start SUPPLIED PASSAGE
First Drive: Tata Sierra
First Drive: Tata Sierra

The Tata Sierra returns in its 2026 avatar with the promise of a machine that can reignite a similar legacy, but is nostalgia enough to take the Sierra over the crossing line? We find out

Chandigarh in early winter possesses a clarity that makes you want to drive. The air is crisp, the light sharp and golden, and the city's modernist bones look almost sculptural against cloudless skies. Le Corbusier would approve. I was there to spend a day with the new Tata Sierra, and within an hour of picking it up, I'd already lost count of how many people had stopped to photograph it. 

This isn't hyperbole. A teenager on a scooter nearly clipped a divider trying to get his phone out. A gentleman in a white Fortuner, a car that costs considerably more, pulled alongside at a traffic light just to ask if this was "that new Tata." It was. And he looked at it with something approaching envy.

 

Tata Sierra First Drive Review

 

The Sierra's presence is its most formidable weapon. In a segment crowded with variations on a theme—where one mid-size SUV blurs into another through a fog of similar proportions and safe styling choices—this thing actually looks like someone cared. The wraparound rear glass treatment, that famous design signature from 1991, has been cleverly reinterpreted through a gloss-black roof and rear glass combination that suggests the original without cosplaying it. The flanks are clean and muscular. The flush door handles work. The 19-inch diamond-cut wheels fill their arches properly. At 4.3 metres long, it isn'ta small car, but the short overhangs and tall glasshouse give it presence without bulk. It photographs well from every angle, which matters more than purists might admit.
end SUPPLIED PASSAGE
start LISTING
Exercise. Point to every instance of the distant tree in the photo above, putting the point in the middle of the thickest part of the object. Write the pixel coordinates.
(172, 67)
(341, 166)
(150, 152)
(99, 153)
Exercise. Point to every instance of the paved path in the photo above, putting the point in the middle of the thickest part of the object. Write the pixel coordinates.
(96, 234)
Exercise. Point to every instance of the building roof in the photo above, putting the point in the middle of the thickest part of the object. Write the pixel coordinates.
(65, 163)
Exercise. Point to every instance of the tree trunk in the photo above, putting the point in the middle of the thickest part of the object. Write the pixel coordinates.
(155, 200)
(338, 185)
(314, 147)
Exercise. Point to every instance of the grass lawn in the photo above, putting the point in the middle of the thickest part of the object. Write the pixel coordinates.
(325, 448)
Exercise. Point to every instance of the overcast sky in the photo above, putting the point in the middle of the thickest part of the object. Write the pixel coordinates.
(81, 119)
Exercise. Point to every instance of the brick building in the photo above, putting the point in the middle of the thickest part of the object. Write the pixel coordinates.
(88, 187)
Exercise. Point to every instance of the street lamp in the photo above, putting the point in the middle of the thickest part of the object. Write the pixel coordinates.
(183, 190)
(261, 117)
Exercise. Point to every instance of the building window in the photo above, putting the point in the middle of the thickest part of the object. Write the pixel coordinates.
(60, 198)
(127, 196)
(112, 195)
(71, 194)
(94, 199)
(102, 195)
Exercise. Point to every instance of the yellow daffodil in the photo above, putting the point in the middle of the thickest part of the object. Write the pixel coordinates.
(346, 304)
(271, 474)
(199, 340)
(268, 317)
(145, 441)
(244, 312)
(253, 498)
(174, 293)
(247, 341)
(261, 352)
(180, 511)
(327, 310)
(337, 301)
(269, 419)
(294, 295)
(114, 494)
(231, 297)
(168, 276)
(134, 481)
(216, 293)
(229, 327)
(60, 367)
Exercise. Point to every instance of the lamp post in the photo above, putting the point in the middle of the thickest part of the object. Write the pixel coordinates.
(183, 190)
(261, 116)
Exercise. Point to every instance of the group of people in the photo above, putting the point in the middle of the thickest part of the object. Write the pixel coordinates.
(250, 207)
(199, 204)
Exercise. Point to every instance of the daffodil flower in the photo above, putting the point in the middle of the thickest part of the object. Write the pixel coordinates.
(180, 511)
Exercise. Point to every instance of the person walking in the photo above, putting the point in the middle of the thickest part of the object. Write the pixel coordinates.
end LISTING
## TASK STATEMENT
Edit the part of the Tata Sierra review that opens with the words containing "The Tata Sierra" and closes with "something approaching envy.", putting "bicycle" in place of "scooter". Rely only on the Tata Sierra review.

## SOLUTION TO THE EXERCISE
The Tata Sierra returns in its 2026 avatar with the promise of a machine that can reignite a similar legacy, but is nostalgia enough to take the Sierra over the crossing line? We find out

Chandigarh in early winter possesses a clarity that makes you want to drive. The air is crisp, the light sharp and golden, and the city's modernist bones look almost sculptural against cloudless skies. Le Corbusier would approve. I was there to spend a day with the new Tata Sierra, and within an hour of picking it up, I'd already lost count of how many people had stopped to photograph it. 

This isn't hyperbole. A teenager on a bicycle nearly clipped a divider trying to get his phone out. A gentleman in a white Fortuner, a car that costs considerably more, pulled alongside at a traffic light just to ask if this was "that new Tata." It was. And he looked at it with something approaching envy.